Input data section start
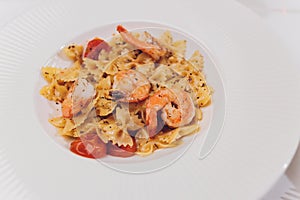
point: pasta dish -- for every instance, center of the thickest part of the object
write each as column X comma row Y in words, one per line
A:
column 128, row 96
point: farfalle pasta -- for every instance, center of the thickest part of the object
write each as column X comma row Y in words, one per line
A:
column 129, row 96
Input data section end
Input data section start
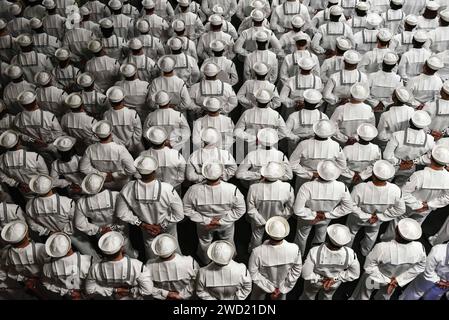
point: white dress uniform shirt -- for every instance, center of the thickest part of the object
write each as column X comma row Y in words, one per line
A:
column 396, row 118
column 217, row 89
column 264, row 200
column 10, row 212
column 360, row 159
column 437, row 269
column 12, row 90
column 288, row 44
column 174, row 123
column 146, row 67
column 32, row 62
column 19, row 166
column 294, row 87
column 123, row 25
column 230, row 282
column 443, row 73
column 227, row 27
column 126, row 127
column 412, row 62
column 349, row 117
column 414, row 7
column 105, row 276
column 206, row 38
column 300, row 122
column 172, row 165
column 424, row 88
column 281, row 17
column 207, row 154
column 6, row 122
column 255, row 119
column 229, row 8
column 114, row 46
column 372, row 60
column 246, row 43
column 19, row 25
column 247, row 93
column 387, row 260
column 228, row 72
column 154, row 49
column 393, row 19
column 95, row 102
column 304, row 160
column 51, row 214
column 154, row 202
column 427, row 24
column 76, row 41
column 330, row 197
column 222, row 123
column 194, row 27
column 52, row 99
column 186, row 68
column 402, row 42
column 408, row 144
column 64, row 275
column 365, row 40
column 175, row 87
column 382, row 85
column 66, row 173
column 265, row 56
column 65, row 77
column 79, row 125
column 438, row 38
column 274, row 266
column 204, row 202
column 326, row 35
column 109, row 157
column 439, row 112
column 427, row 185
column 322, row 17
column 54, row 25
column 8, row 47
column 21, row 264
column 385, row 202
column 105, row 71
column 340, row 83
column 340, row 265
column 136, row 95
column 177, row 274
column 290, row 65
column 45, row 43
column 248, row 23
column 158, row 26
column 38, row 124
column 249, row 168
Input data section end
Input data section start
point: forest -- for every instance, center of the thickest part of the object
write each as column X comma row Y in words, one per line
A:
Input data section end
**Task goal:** From the records above, return each line where "object" occurs.

**Exercise answer:**
point: pasta dish -- for every instance, center of the thickest part of the object
point: farfalle pasta -- for every instance, center of the thickest part of the object
point: white dress uniform shirt -- for every instance, center of the thickest part of the object
point: forest -- for every instance, center of the thickest part of the object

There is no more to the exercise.